* [Task to carry out]:
For this exercise, return all the data exactly as it stands.

*** Opening Extracted data ***

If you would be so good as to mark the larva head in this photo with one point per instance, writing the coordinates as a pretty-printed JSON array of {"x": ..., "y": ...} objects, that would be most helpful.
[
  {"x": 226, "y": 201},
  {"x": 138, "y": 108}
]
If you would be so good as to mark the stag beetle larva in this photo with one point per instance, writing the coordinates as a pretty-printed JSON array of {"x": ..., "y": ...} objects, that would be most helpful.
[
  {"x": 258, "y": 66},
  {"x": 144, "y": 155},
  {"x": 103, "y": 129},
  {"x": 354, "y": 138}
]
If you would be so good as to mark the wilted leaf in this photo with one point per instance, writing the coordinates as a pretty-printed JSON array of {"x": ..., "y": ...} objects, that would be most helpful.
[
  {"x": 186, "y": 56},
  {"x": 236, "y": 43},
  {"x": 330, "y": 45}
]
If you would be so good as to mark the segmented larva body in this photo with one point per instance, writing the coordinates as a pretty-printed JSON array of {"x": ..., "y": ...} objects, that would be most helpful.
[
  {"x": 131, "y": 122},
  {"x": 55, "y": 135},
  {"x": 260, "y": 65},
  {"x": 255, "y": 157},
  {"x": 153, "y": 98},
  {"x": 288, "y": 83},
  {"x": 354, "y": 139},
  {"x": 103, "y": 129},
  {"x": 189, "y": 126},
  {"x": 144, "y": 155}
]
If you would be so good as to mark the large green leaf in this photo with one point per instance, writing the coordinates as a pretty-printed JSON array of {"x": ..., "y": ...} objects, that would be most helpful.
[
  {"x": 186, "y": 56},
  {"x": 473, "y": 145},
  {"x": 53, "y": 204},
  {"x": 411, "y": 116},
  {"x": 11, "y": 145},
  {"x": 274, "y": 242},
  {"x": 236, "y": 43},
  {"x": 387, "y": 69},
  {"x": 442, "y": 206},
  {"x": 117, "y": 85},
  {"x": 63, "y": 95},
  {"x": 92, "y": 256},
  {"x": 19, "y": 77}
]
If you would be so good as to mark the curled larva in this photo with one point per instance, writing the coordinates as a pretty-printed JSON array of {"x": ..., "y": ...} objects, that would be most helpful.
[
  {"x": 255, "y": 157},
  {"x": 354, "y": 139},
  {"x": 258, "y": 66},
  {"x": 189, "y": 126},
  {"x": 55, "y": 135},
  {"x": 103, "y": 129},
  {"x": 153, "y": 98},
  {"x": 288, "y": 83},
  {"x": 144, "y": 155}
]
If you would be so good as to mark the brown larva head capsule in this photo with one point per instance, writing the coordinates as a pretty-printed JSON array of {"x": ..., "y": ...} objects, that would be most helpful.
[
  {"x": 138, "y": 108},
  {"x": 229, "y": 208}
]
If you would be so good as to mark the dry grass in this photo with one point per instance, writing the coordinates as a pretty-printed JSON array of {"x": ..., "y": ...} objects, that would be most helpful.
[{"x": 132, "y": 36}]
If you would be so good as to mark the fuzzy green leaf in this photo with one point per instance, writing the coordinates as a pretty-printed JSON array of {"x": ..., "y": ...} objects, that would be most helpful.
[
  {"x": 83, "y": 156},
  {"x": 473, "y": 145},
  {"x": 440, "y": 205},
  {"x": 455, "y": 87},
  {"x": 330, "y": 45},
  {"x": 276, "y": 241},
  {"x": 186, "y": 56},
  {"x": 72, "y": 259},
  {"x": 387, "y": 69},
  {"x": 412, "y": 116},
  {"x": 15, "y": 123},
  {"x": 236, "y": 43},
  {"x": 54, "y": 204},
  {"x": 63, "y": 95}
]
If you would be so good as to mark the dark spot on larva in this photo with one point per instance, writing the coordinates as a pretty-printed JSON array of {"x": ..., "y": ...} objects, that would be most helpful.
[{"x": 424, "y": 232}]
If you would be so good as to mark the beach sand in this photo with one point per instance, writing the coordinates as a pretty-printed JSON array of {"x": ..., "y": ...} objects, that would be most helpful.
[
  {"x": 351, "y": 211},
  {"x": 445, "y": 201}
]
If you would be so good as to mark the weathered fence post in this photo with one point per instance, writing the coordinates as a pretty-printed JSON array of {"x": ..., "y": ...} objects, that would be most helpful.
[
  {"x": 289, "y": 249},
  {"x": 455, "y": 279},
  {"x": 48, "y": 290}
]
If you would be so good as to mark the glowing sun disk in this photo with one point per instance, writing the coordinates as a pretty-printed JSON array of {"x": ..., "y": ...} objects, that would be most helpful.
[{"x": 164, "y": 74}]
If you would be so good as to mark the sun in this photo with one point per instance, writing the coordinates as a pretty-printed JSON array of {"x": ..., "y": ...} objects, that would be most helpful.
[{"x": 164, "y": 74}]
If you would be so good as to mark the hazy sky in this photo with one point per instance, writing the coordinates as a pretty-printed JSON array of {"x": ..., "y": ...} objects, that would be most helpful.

*** Closing Extracted data ***

* [Task response]:
If you would be so good as to mark the larva head in this photo with one point per instance, writing the coordinates as a pretty-printed JSON array of {"x": ..., "y": ...} objects, that would be most helpful.
[
  {"x": 226, "y": 201},
  {"x": 138, "y": 108}
]
If you would be so good as to mark the stag beetle larva in this photo with one point per instance, writing the coordinates as a pretty-printed JSON array of {"x": ..., "y": ...} objects, that would be most helpful.
[
  {"x": 258, "y": 66},
  {"x": 144, "y": 155},
  {"x": 103, "y": 129},
  {"x": 354, "y": 138}
]
If you would be so good as to mark the wilted leaf in this photo with one point per instance, writing the coordinates as a pretty-printed JSON array of {"x": ..., "y": ...} objects, that would be most helpful.
[
  {"x": 186, "y": 56},
  {"x": 236, "y": 43},
  {"x": 330, "y": 45}
]
If you would be so good as to mark the segmented larva body in this photo with one point per instance, writing the coordinates as a pretty-printed JSON array of {"x": ..., "y": ...} objects, that would be most helpful.
[
  {"x": 131, "y": 122},
  {"x": 55, "y": 135},
  {"x": 260, "y": 65},
  {"x": 255, "y": 157},
  {"x": 153, "y": 98},
  {"x": 288, "y": 83},
  {"x": 354, "y": 139},
  {"x": 103, "y": 129},
  {"x": 189, "y": 126},
  {"x": 144, "y": 155}
]
If you would be so good as to mark the large green leaf in this photo with one point per instance, writing the coordinates as a pretty-printed JSON array of {"x": ..., "y": ...} objects, that would be most helpful.
[
  {"x": 186, "y": 56},
  {"x": 473, "y": 145},
  {"x": 53, "y": 204},
  {"x": 411, "y": 116},
  {"x": 11, "y": 145},
  {"x": 274, "y": 242},
  {"x": 236, "y": 43},
  {"x": 387, "y": 69},
  {"x": 442, "y": 206},
  {"x": 117, "y": 85},
  {"x": 63, "y": 95},
  {"x": 92, "y": 256},
  {"x": 19, "y": 77}
]
If you would be so good as to mark the curled larva in this photo with one point per instance, writing the coordinates as a pretty-printed JSON array of {"x": ..., "y": ...} objects, that would be most helpful.
[
  {"x": 255, "y": 157},
  {"x": 354, "y": 139},
  {"x": 258, "y": 66},
  {"x": 189, "y": 126},
  {"x": 55, "y": 135},
  {"x": 103, "y": 129},
  {"x": 153, "y": 98},
  {"x": 288, "y": 83},
  {"x": 144, "y": 155}
]
If you would be so good as to mark the brown larva head capsule in this photo with one point per instance, writing the coordinates as a pretty-printed JSON array of {"x": ..., "y": ...} objects, that would be most helpful.
[
  {"x": 138, "y": 108},
  {"x": 229, "y": 208}
]
If you would be so good as to mark the dry grass in this photo with one point per instance, writing the coordinates as a pretty-printed JSON array of {"x": ..., "y": ...} objects, that would be most helpful.
[{"x": 132, "y": 36}]
If you would be so good as to mark the fuzzy green leaf in this photo with one point per instance, writing the coordinates as a pretty-printed JSON array of {"x": ..., "y": ...} objects, that would be most helpful.
[
  {"x": 83, "y": 156},
  {"x": 473, "y": 145},
  {"x": 440, "y": 205},
  {"x": 455, "y": 87},
  {"x": 330, "y": 45},
  {"x": 276, "y": 241},
  {"x": 186, "y": 56},
  {"x": 72, "y": 259},
  {"x": 387, "y": 69},
  {"x": 412, "y": 116},
  {"x": 15, "y": 123},
  {"x": 236, "y": 43},
  {"x": 54, "y": 204},
  {"x": 63, "y": 95}
]
If you would be so good as to mark the dark spot on larva in this photo with one point per instance, writing the coordinates as a pretty-printed JSON array of {"x": ..., "y": ...} objects, that would be most helpful.
[{"x": 424, "y": 232}]
If you would be so good as to mark the beach sand in this photo with one point per instance, writing the coordinates as a pretty-printed JSON array of {"x": ..., "y": ...} objects, that would be most helpful.
[
  {"x": 351, "y": 211},
  {"x": 445, "y": 201}
]
If you would be so good as to mark the weathered fence post in this photo with one point per instance, writing the coordinates as a pretty-printed JSON array of {"x": ..., "y": ...} objects, that would be most helpful.
[
  {"x": 289, "y": 249},
  {"x": 455, "y": 279},
  {"x": 48, "y": 290}
]
If you would be so good as to mark the glowing sun disk in this photo with one point per instance, writing the coordinates as a pretty-printed JSON array of {"x": ..., "y": ...} objects, that would be most helpful.
[{"x": 164, "y": 74}]
If you would be so good as to mark the sun in this photo with one point per instance, writing the coordinates as a pretty-printed JSON array of {"x": ..., "y": ...} objects, that would be most helpful.
[{"x": 164, "y": 74}]
If you would be so good as to mark the hazy sky in this photo with one point per instance, writing the coordinates as a pretty-printed JSON array of {"x": ..., "y": ...} objects, that would be most helpful.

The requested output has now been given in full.